◆ **Short task**:
Everything from the line that contains "cluster** -> masks, each instance" through the last line of the listing must be copied exactly, with both of those lines included and no others.

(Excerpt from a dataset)
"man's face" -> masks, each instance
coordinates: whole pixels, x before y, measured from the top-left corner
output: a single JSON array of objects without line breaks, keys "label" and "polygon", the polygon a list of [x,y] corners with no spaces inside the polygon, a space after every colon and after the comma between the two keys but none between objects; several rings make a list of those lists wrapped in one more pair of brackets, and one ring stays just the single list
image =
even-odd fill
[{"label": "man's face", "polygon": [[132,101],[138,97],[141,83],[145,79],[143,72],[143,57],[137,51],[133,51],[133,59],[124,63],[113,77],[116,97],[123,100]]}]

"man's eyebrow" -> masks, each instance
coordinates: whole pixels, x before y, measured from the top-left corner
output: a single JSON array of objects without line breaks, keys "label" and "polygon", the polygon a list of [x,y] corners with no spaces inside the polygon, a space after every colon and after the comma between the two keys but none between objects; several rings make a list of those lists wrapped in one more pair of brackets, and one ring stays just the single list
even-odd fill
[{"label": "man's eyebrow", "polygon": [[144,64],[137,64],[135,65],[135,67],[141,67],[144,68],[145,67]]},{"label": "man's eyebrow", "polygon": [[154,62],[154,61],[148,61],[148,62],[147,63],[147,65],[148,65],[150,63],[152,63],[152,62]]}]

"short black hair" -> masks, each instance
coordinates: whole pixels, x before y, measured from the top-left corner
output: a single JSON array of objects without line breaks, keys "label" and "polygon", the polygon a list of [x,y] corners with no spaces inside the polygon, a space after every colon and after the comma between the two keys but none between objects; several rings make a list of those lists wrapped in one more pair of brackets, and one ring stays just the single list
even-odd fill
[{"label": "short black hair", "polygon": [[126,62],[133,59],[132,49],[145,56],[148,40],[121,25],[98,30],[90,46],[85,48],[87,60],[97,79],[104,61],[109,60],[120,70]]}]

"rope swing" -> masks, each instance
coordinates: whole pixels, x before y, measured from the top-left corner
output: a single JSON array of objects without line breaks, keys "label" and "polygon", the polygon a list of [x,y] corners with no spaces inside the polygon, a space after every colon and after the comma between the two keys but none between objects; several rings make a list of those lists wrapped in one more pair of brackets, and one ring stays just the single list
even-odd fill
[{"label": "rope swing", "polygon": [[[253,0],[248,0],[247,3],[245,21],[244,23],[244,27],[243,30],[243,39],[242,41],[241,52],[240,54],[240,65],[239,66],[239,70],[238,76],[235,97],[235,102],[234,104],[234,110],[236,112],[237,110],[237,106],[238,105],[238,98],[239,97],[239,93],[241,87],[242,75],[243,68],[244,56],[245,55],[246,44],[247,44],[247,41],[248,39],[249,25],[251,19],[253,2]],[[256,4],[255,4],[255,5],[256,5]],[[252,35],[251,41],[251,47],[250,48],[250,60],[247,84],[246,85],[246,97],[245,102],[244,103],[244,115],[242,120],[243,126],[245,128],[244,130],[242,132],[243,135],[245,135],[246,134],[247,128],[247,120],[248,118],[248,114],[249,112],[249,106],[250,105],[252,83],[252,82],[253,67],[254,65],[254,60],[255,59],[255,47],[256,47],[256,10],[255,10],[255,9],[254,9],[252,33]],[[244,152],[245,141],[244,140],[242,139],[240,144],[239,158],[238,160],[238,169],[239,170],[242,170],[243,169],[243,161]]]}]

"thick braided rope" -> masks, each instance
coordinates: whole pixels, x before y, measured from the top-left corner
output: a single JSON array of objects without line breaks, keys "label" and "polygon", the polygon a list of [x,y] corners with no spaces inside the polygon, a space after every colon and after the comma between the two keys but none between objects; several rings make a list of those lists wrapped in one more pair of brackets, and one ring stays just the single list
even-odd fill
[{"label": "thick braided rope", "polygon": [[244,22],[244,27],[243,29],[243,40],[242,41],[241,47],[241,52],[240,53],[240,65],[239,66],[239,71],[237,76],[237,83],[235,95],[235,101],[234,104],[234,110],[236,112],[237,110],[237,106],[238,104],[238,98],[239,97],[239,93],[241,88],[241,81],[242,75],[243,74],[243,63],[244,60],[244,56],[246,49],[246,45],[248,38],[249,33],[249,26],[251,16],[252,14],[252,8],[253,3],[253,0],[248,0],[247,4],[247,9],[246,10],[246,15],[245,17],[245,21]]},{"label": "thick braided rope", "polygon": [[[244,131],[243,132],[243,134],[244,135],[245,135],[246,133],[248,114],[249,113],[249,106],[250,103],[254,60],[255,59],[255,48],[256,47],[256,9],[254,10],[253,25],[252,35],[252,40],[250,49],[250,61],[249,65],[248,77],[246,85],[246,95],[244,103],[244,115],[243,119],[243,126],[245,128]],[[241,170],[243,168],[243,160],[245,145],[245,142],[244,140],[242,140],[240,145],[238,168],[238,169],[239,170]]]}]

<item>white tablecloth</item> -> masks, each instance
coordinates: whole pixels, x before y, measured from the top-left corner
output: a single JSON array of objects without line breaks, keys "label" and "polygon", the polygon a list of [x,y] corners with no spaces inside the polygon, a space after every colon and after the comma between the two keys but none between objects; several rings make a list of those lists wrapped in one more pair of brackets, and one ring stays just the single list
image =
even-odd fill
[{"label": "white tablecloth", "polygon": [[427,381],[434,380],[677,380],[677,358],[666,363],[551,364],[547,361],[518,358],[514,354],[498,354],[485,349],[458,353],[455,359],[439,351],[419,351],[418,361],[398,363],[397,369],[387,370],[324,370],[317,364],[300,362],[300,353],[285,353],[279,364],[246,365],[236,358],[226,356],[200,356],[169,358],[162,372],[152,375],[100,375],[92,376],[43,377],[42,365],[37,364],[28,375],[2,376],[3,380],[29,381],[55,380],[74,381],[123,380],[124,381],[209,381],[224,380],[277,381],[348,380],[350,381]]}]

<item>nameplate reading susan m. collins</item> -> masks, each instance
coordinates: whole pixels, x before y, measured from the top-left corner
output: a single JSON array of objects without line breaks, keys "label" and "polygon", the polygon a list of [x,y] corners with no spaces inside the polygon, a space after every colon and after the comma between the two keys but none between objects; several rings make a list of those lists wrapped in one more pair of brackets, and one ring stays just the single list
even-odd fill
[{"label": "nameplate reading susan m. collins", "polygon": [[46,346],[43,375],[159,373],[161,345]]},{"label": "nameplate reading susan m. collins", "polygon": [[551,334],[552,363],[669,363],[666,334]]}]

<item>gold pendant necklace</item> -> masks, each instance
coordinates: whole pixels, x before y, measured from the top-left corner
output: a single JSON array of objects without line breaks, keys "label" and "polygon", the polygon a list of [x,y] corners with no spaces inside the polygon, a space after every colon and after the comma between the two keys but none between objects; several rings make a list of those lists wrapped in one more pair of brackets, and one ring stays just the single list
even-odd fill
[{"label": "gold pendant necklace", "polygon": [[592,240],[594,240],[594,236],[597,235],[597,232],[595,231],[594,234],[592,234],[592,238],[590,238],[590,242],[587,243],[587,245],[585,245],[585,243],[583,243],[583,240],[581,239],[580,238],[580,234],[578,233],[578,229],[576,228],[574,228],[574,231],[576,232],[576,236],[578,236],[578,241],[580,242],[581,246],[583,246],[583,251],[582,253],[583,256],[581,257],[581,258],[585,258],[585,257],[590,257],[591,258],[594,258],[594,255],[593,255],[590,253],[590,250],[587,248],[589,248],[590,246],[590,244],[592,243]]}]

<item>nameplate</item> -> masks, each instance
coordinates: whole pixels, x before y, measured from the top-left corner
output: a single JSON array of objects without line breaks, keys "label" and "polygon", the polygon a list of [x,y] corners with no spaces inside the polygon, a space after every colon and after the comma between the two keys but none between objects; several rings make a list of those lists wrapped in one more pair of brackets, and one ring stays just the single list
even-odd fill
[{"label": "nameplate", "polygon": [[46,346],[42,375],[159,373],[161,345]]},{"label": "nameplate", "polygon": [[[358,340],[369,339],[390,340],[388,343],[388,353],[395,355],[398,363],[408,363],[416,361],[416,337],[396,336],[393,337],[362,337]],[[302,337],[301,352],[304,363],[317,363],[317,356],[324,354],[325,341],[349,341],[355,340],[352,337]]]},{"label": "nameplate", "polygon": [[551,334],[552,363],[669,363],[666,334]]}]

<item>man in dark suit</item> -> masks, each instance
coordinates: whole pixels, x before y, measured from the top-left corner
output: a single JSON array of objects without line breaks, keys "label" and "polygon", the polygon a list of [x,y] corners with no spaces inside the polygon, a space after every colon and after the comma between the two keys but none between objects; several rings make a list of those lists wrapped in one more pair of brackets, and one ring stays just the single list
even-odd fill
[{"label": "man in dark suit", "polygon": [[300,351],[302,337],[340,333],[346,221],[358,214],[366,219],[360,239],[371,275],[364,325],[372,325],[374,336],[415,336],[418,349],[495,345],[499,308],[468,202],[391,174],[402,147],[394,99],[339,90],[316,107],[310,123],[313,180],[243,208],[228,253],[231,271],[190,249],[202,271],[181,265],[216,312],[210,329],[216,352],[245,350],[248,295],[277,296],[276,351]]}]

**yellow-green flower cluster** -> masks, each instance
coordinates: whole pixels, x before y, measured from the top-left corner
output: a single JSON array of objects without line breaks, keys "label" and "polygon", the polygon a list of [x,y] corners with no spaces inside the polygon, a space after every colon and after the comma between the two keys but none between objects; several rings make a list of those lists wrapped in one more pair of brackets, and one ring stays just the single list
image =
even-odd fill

◆ **Response to the exercise**:
**yellow-green flower cluster** -> masks, each instance
coordinates: whole pixels, x before y, measured from the top-left corner
output: a single JSON array of objects without line breaks, keys "label" and "polygon", the polygon a list of [x,y] corners with no spaces inside the polygon, a space after every colon and after the comma between the two keys but none between objects; several rings make a list of those lists wrapped in one more pair of brackets, and one ring stays just the single list
image =
even-odd fill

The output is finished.